# TASK DESCRIPTION:
Please pick out every line in the items below that contains the string "microphone" and copy each of those lines.

# MATERIAL TO PROCESS:
----

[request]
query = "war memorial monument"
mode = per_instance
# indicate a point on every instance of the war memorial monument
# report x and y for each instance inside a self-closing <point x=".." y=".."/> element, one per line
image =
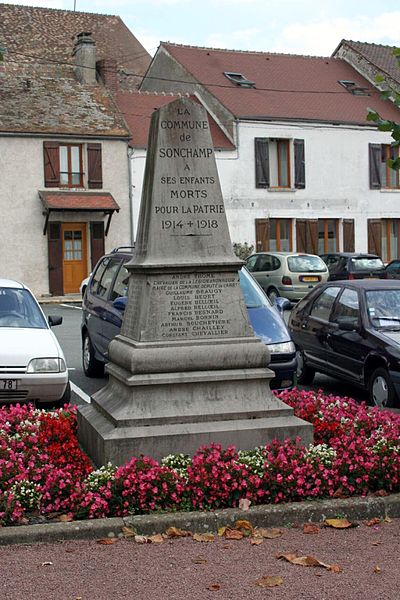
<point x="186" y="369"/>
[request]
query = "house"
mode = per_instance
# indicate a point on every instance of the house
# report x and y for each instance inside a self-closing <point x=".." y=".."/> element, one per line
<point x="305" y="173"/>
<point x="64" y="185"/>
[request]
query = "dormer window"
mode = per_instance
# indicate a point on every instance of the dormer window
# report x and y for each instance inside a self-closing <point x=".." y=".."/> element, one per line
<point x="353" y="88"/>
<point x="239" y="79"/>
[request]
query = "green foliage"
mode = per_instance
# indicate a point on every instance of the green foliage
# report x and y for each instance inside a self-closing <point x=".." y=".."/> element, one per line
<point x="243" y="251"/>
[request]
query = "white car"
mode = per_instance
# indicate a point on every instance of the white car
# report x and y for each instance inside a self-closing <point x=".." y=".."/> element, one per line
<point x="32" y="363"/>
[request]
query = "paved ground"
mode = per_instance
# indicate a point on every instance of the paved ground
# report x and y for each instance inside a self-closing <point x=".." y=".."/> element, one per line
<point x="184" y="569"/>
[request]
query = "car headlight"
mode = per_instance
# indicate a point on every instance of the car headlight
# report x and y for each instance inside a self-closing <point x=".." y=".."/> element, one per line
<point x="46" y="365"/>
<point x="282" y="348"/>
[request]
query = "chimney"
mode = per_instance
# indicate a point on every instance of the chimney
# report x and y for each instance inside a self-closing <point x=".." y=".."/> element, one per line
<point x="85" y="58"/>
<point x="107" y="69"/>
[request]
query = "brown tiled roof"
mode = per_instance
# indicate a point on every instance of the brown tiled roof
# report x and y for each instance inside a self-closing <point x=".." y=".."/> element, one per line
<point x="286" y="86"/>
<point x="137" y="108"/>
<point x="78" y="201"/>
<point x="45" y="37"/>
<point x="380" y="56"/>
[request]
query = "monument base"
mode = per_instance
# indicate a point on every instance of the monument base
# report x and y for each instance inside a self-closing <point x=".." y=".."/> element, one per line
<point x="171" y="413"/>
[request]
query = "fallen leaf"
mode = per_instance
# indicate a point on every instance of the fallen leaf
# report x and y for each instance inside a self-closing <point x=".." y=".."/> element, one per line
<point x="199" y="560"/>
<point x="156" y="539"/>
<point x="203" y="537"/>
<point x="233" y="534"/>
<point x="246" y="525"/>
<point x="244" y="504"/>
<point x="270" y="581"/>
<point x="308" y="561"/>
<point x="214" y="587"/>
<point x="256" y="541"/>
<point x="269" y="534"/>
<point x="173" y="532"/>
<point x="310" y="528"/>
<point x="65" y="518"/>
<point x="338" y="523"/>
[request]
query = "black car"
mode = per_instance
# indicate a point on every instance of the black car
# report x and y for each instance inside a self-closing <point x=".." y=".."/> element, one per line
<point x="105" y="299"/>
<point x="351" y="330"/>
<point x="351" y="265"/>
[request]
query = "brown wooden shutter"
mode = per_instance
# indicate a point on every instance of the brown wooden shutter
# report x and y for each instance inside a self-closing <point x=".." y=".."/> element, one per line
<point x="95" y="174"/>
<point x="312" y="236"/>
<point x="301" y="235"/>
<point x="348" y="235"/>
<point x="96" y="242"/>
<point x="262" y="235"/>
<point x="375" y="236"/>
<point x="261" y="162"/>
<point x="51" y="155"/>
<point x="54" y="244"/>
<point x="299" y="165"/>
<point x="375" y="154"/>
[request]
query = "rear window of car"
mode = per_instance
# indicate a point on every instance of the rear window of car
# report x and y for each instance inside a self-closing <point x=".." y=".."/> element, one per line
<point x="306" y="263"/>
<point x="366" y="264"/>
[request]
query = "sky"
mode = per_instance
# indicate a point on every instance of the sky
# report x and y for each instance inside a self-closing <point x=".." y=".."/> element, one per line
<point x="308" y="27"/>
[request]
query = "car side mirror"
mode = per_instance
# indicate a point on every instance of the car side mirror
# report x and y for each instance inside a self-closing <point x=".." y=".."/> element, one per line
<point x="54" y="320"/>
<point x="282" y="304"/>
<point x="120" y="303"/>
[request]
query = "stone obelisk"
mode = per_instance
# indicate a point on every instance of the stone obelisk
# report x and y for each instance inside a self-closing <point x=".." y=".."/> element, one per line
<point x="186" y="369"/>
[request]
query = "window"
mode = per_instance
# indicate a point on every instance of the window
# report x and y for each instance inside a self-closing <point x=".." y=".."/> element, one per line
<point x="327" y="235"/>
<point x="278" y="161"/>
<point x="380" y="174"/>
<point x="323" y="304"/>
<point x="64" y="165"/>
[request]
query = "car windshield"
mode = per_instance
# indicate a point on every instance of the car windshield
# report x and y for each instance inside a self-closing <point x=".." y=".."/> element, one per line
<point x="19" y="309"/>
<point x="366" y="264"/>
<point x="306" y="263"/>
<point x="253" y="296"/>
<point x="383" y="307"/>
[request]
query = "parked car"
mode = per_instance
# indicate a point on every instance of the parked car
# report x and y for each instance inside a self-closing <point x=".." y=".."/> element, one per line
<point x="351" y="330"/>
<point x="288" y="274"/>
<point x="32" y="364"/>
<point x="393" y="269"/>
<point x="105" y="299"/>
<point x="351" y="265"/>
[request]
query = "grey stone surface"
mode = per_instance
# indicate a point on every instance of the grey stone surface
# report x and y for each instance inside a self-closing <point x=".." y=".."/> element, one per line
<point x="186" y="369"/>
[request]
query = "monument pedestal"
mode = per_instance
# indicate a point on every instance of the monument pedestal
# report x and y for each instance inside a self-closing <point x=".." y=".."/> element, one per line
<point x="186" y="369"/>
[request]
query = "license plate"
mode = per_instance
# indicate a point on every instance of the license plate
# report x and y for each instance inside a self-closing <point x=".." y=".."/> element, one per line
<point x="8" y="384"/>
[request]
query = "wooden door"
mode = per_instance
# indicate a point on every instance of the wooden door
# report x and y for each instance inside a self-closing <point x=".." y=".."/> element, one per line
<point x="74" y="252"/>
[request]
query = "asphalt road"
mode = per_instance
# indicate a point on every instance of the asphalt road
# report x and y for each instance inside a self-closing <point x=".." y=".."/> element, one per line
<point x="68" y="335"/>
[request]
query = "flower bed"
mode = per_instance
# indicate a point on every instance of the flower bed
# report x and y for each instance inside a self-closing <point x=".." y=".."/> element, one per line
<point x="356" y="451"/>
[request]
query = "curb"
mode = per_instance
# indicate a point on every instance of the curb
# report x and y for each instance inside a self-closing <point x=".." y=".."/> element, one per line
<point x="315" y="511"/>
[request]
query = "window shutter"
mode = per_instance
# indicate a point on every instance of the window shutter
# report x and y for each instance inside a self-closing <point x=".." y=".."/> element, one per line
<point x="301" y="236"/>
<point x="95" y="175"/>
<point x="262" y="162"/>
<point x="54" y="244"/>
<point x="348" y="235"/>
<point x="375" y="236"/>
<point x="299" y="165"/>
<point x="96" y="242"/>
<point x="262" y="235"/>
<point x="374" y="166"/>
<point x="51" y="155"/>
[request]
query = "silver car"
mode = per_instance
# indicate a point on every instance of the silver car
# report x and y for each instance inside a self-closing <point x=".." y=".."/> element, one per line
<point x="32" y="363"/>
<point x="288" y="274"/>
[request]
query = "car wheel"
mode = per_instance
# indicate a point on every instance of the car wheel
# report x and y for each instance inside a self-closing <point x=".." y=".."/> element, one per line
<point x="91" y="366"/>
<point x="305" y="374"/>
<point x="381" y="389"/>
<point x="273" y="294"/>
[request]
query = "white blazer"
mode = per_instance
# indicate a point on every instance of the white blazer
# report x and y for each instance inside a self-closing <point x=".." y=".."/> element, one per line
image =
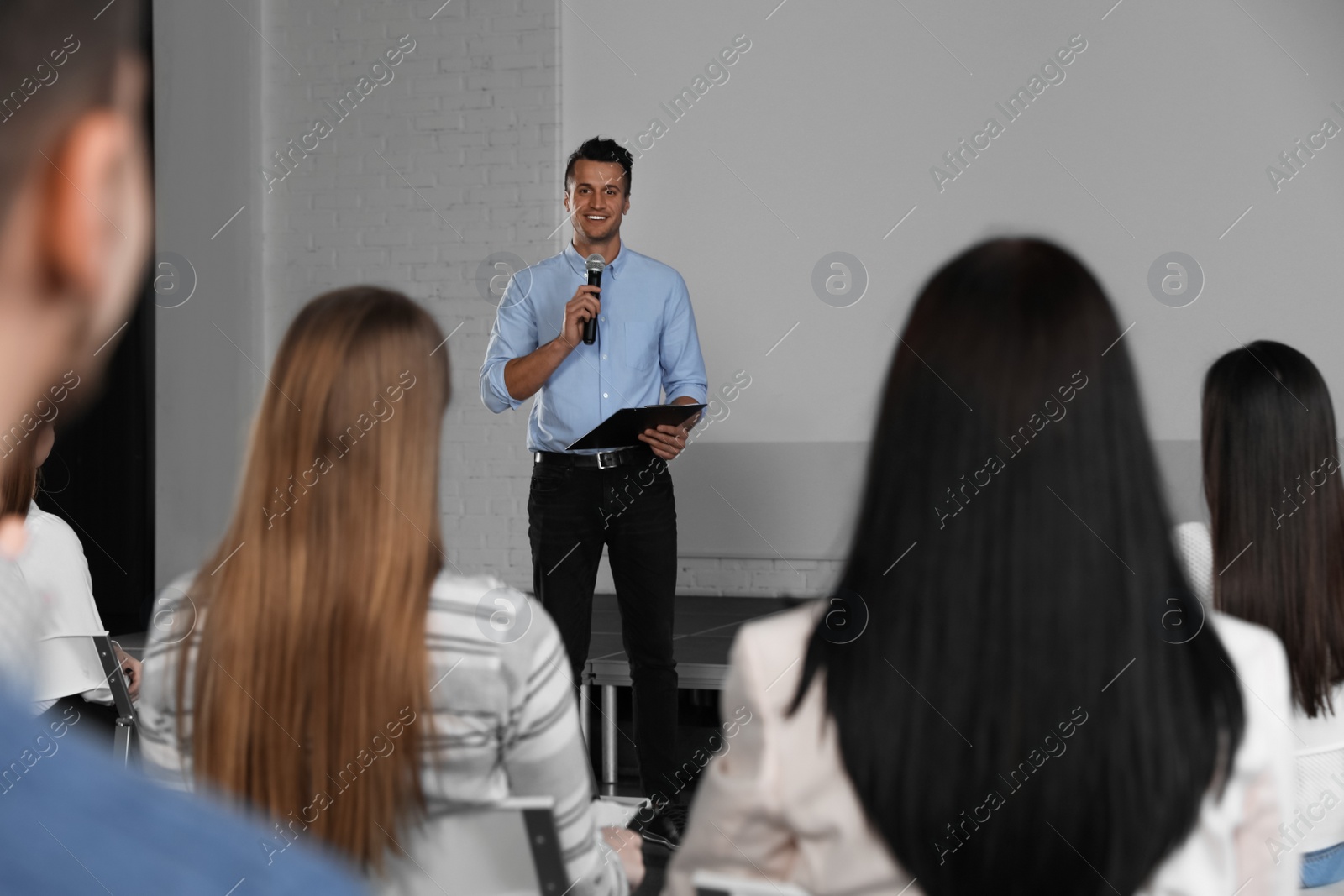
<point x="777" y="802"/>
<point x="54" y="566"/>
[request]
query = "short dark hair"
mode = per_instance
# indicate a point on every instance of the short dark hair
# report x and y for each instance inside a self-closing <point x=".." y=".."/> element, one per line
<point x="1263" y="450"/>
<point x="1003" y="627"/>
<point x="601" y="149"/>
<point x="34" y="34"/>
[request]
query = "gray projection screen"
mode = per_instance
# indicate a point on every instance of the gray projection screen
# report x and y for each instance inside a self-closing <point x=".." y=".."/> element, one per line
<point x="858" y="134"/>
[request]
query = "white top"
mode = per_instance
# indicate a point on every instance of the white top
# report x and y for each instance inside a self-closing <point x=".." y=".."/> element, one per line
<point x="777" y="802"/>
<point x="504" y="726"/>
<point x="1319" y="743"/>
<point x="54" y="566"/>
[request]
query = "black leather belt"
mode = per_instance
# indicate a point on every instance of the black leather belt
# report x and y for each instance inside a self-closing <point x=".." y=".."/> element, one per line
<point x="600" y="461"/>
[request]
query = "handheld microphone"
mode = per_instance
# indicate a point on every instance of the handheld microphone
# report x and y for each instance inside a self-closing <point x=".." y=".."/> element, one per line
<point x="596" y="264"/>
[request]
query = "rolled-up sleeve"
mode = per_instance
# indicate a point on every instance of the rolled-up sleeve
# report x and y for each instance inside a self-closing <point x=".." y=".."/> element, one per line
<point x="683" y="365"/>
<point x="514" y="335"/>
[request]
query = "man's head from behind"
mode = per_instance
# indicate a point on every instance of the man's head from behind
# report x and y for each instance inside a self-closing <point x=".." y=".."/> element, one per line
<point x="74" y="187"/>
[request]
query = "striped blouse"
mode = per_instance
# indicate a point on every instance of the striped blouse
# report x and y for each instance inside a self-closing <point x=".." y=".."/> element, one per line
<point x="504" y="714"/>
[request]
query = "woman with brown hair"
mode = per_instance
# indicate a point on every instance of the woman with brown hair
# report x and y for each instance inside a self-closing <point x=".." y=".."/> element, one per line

----

# FULL SOLUTION:
query = "handheld microphone"
# indicate a point on every instance of the handheld microphone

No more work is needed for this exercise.